Down to the last line, repeat the entries exactly.

Referring expression pointing data:
•••••

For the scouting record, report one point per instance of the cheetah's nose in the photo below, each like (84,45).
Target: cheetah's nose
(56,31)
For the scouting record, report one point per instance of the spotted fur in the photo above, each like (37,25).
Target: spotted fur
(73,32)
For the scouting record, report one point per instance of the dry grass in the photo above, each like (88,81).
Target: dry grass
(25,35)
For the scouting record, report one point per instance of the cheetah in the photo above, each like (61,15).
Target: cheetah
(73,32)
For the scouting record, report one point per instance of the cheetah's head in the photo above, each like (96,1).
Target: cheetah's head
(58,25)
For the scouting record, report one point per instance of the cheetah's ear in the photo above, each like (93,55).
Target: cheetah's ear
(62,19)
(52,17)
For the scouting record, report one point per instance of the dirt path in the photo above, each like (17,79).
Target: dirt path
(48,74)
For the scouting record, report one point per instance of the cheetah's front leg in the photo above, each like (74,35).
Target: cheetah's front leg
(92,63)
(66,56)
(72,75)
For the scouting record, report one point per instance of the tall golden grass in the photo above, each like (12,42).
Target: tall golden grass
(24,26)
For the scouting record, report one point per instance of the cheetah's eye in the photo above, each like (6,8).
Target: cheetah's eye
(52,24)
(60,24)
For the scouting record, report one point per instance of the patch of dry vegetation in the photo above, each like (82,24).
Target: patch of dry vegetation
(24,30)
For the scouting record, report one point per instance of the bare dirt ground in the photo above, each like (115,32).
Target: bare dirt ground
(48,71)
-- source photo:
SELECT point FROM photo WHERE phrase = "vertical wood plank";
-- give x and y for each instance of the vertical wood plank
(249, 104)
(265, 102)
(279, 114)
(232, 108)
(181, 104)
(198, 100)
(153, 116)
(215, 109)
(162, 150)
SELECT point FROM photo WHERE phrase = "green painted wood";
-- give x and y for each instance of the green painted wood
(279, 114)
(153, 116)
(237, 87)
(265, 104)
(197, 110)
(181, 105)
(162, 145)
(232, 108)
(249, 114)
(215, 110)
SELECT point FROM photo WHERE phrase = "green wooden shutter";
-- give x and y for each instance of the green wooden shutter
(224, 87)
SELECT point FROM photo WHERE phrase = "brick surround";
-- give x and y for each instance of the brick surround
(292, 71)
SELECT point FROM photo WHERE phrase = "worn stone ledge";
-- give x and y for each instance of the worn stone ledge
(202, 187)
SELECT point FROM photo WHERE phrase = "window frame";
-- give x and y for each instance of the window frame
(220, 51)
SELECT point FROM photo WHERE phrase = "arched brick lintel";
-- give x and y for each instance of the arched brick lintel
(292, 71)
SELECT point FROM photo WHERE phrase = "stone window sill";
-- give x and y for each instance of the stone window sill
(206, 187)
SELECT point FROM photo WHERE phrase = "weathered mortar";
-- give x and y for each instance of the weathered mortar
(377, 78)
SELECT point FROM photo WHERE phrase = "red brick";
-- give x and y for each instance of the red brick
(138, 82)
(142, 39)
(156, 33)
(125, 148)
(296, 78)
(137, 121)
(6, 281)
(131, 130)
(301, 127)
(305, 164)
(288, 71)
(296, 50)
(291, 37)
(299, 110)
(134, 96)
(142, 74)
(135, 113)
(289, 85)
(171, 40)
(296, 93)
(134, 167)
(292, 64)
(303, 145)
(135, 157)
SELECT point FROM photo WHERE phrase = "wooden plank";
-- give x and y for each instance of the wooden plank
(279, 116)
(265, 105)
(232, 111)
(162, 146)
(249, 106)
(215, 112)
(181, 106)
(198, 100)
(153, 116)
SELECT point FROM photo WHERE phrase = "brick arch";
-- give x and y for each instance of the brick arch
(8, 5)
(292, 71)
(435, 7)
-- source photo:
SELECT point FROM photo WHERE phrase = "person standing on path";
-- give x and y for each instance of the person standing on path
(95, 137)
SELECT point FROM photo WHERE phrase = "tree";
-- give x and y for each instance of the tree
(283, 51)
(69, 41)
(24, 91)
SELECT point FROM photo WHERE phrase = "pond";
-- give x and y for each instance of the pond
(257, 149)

•••••

### [RESULT FOR THIS EXERCISE]
For the scouting record, report one point per instance of the cheetah's nose in the photo below, each like (84,45).
Target: cheetah's nose
(56,31)
For the scouting record, report one point per instance of the spotted fur in the photo above, each like (37,25).
Target: spotted fur
(73,32)
For the scouting record, report one point per instance of the dry grass in the photo above, each like (88,81).
Target: dry grass
(25,35)
For the scouting record, report one point per instance of the cheetah in the photo above, each like (61,15).
Target: cheetah
(73,32)
For the scouting record, report one point per instance of the cheetah's head in the photo above, each like (96,1).
Target: cheetah's head
(58,25)
For the scouting record, report one point per instance of the cheetah's ear in the photo above, each like (93,55).
Target: cheetah's ear
(62,19)
(52,17)
For the scouting record, report one point per instance of the dirt path in the photo above, each like (17,79).
Target: dirt path
(48,74)
For the scouting record, report one point per instance of the cheetah's front leg in the photo above, each like (74,35).
Target: cheetah's front leg
(92,63)
(66,56)
(72,75)
For the scouting record, report one point per instance of the tall golden grass in the photo above, each like (12,42).
Target: tall golden grass
(24,26)
For the scouting record, report one point per instance of the cheetah's eye in the photo above, each like (6,8).
Target: cheetah's eye
(52,24)
(60,24)
For the scouting record, report one point per instance of the patch of dry vegetation in the photo above, each like (82,24).
Target: patch of dry vegetation
(24,30)
For the scouting record, report one point per instance of the bare dirt ground in the photo above, each like (115,32).
Target: bare dirt ground
(48,71)
-- source photo:
SELECT point FROM photo WHERE phrase = "vertical wood plank";
-- give x and y for each instance of the vertical wood plank
(249, 104)
(265, 102)
(279, 114)
(232, 108)
(181, 104)
(198, 100)
(153, 116)
(215, 109)
(162, 150)
SELECT point FROM photo WHERE phrase = "green painted wood";
-- give x and y for each instance of the green painted wood
(279, 114)
(153, 116)
(237, 87)
(265, 104)
(197, 110)
(181, 105)
(162, 145)
(232, 108)
(249, 114)
(215, 110)
SELECT point FROM photo WHERE phrase = "green wooden shutter";
-- give x and y for each instance of the green wooden shutter
(224, 87)
SELECT point FROM photo WHERE phrase = "brick surround";
-- give x and y for each instance of the brick surround
(292, 71)
SELECT point FROM photo WHERE phrase = "worn stone ledge";
-- give x and y for each instance of the worn stone ledge
(202, 187)
SELECT point FROM photo WHERE phrase = "window frame";
-- give x and y for each instance of the window frame
(220, 51)
SELECT point FROM photo WHERE phrase = "arched brick lintel";
-- give x and y for each instance of the arched brick lintel
(292, 71)
SELECT point FROM photo WHERE phrase = "stone window sill";
-- give x and y for each instance of the stone window sill
(206, 187)
SELECT point FROM photo WHERE phrase = "weathered mortar";
-- give x and y for each instance of the weathered mortar
(377, 78)
SELECT point FROM photo WHERE phrase = "red brick";
-- give x and y for each instance of the red brick
(138, 82)
(142, 39)
(156, 33)
(125, 148)
(296, 78)
(137, 121)
(6, 281)
(131, 130)
(301, 127)
(305, 164)
(288, 71)
(296, 50)
(291, 37)
(299, 110)
(134, 96)
(142, 74)
(135, 113)
(289, 85)
(171, 40)
(296, 93)
(134, 167)
(292, 64)
(303, 145)
(135, 157)
SELECT point FROM photo WHERE phrase = "wooden plank";
-- give x and y for each instance of the wooden plank
(279, 116)
(265, 105)
(232, 111)
(162, 146)
(249, 106)
(215, 112)
(181, 106)
(198, 100)
(153, 116)
SELECT point FROM photo WHERE phrase = "brick arch";
-- give x and y for each instance of the brick arch
(8, 5)
(292, 71)
(435, 7)
-- source photo:
SELECT point FROM photo WHERE phrase = "person standing on path";
-- give x and y for each instance of the person standing on path
(95, 137)
SELECT point FROM photo WHERE phrase = "tree";
-- give x and y for each instance of the tree
(283, 51)
(69, 41)
(24, 91)
SELECT point FROM photo WHERE phrase = "pond";
-- give x and y for each instance of the pond
(257, 149)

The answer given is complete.